» **EXTRACT TO READ**:
Sunday, June 19, 2011

¡Save our Cabezo de la Sal!

Escombreras in Cartagena
Salt in Torrevieja
When we got back to Culebrón on Friday there was a flyer in our letterbox; it started: "Our Cabezo de la Sal it is wanted to be filled with Brent Crude!!! it is intended to be transported from Cartagena harbour through a more-than 110km-km-long pipe to store it in the salt wells!!!"


Cabezo de la Sal  is one of the local hills, well if 893 metres or 2,902 feet  high is a hill it is - that's some 624 feet shorter than Snowdon.

I read, and wrote, about this last February but the whole project has come up again as a result of the recent election campaigns. Cabezo de la Sal is a mountain loaded with 500 million tons of salt of which about 120 million tons can be extracted with current technology.

The salt is mined by digging a borehole and then forcing high pressure water down the hole to dissolve the rock salt. The resultant brine is sent, by pipeline, to the salt lagoons at Torrevieja where it is mixed with the sea water so that when the water is evaporated off the yield of salt is much higher.

The wells go down between 600 and 1200 metres before the process is stopped, the borehole is sealed and the miners move on to drill another hole about 150 metres away. The end result is a mountain peppered with subterranean caverns.

Apparently EU legislation requires that each country should have a strategic reserve of crude oil which will last for 92 days "To cover any eventuality in the international market." Spain's current Strategic Reserve is in a lot of oil tanks in the Escombreras Valley in Cartagena. The plan is to bring the crude ashore at the tanker terminal there, build a 110km pipeline and pump up to two million cubic metres of the black gold into the disused caverns in our mountain.

The opponents say that there is a high risk of oil spills, that inhaling the vapour from crude causes cancer, that Pinoso is in an area of high seismic activity for Europe, that Pinoso could become a terrorist target, that land will have to be compulsorily purchased, that there is the chance that Pinoso might have to be evacuated if there were a disaster and that the mountain could become a restricted area.

The proponents say that there is no risk of fire with oil stored more than 500 metres underground because there is no oxygen, that there is no chance of pollution of aquifers or of escape of the crude because the remaining salt is plastic at that depth so naturally self sealing, that only in Hollywood films are mountains split apart by earthquakes, that they love the natural environment as much as any environmentalist, that and will use the best technology to build the pipeline, that the visual effect of the installations will be minimal and that Spain needs safe, cost efficient, effective storage and that this is it.

Personally I'm a bit ambivalent about the whole thing. The corporate response is glib and the Platform for el Cabezo Free From Petroleum's objections range from the reasonable to the bizarre.

» **LISTED ENTRIES**:

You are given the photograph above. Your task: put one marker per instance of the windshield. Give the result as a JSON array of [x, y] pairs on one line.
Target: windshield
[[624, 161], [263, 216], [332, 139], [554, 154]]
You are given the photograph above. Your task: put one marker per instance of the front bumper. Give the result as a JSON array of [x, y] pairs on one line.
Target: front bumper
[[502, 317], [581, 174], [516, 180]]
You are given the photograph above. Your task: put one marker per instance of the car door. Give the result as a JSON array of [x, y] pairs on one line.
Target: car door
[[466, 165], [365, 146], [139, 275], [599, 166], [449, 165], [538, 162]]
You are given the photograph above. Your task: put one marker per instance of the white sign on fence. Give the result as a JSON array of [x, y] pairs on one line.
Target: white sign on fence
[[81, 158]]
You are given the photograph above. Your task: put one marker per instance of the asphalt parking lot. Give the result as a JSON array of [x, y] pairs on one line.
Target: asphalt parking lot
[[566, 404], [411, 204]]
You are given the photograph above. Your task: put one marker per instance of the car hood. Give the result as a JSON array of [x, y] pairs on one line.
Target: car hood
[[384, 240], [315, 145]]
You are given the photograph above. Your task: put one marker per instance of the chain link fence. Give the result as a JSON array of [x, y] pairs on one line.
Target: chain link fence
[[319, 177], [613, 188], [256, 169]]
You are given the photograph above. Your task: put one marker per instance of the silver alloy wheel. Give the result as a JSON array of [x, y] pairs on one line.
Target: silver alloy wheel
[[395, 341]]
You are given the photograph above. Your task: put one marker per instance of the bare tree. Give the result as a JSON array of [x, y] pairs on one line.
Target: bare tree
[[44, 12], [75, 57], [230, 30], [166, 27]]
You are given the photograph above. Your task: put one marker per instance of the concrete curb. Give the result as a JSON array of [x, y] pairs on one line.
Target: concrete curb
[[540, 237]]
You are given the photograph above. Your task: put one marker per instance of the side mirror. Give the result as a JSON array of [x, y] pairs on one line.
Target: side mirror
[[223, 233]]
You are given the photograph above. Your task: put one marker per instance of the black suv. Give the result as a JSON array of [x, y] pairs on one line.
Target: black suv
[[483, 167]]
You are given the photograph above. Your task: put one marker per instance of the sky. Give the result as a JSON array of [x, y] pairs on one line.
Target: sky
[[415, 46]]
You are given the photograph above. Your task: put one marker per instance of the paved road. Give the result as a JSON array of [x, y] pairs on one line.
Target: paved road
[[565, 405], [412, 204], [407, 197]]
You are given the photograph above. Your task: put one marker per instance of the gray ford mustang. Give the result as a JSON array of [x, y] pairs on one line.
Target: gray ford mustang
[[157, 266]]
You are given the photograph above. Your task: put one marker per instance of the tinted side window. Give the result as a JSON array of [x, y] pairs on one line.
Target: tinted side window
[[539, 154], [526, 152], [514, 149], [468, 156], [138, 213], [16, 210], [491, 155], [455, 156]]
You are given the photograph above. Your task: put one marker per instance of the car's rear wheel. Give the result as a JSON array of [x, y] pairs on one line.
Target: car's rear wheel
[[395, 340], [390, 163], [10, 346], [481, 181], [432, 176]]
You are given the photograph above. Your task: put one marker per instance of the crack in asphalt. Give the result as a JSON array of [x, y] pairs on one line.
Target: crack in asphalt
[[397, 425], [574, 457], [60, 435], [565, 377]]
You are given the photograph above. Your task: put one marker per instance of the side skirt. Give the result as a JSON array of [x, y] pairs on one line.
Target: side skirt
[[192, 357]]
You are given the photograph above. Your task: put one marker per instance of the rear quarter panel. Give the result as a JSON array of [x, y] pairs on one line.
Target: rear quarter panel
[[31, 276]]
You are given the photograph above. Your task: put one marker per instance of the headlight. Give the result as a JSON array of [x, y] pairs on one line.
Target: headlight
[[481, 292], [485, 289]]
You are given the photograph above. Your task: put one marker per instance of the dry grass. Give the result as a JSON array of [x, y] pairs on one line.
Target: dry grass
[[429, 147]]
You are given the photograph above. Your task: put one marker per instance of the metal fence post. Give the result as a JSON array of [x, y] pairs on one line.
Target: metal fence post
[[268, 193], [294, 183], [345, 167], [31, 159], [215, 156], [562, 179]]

» **EXERCISE DIRECTIONS**:
In the post about Cabezo de la Sal, rewrite the paragraph beginning "Apparently EU legislation requires" as a short bulleted list that keeps its main facts.

» **RESULT FOR THIS TASK**:
- EU legislation apparently requires each country to keep a strategic reserve of crude oil that will last 92 days, "To cover any eventuality in the international market."
- Spain's current Strategic Reserve is held in oil tanks in the Escombreras Valley in Cartagena.
- The plan is to bring the crude ashore at the tanker terminal there.
- A 110 km pipeline would be built.
- Up to two million cubic meters of crude would be pumped into the disused caverns in our mountain.